> **Data section**:
===

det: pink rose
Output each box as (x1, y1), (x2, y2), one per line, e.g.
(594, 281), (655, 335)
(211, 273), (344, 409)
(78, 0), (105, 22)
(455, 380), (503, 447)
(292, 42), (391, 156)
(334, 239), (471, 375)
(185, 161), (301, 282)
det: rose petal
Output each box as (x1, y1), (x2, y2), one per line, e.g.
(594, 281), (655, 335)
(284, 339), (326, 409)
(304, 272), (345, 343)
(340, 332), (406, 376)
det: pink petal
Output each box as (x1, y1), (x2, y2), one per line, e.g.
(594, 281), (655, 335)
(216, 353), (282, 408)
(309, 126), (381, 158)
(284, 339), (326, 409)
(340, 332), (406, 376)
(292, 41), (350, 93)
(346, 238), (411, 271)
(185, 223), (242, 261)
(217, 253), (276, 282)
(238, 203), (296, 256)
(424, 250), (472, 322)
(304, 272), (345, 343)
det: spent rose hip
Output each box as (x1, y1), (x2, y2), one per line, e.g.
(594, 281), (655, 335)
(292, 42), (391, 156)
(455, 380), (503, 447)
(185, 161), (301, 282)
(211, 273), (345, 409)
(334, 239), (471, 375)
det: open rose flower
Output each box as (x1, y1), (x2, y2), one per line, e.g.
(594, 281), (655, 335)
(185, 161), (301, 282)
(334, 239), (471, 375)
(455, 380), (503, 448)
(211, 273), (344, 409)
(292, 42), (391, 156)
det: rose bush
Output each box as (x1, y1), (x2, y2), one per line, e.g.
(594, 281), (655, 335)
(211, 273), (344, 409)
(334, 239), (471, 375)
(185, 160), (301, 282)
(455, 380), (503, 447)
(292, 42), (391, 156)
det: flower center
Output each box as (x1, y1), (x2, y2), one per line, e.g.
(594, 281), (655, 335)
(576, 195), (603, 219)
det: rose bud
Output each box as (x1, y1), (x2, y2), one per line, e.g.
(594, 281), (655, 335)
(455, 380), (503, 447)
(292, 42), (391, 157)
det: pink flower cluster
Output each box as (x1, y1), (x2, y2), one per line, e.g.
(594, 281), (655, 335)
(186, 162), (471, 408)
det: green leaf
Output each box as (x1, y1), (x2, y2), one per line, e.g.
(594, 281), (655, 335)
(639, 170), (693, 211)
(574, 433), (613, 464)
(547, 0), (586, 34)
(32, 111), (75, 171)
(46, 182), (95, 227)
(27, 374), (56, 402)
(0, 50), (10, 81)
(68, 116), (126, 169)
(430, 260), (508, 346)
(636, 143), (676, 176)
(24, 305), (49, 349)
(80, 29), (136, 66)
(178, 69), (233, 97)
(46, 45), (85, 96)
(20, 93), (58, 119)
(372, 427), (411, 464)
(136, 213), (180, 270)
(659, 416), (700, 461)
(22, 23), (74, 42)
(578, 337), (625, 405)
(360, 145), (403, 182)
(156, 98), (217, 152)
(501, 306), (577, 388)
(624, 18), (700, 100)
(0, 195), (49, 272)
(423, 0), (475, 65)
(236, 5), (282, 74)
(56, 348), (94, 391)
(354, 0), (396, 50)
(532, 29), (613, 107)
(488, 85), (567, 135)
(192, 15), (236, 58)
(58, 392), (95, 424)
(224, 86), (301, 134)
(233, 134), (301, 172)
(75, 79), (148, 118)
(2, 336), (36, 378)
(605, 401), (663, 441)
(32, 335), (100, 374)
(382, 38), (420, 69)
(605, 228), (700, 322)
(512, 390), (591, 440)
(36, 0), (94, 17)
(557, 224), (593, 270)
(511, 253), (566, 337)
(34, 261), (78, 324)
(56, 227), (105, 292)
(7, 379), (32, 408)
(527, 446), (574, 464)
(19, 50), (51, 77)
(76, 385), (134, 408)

===

> **Problem to work on**:
Rewrite the part that opens with the line containing "det: rose bush" and closes with the line containing "(186, 162), (471, 408)", both ends included, leaving every request and its format sample unchanged. Multiply each box coordinate in the answers by 2.35 and round it to a whole number, with halves rounded up.

> **Solved problem**:
det: rose bush
Output each box as (x1, y1), (x2, y2), one per line, e.g.
(594, 281), (655, 335)
(496, 642), (808, 961)
(785, 562), (1107, 881)
(435, 376), (707, 663)
(1069, 893), (1182, 1050)
(686, 99), (919, 367)
det: flower center
Output each box as (x1, y1), (x2, y2), one per line, e.g.
(594, 281), (655, 335)
(1354, 458), (1417, 515)
det: rose bud
Output each box as (x1, y1), (x2, y2), one per line, e.g.
(594, 281), (655, 335)
(1069, 893), (1182, 1050)
(686, 99), (919, 369)
det: pink flower cluster
Output each box as (x1, y1), (x2, y2), one per line, e.g.
(594, 281), (655, 335)
(437, 381), (1107, 959)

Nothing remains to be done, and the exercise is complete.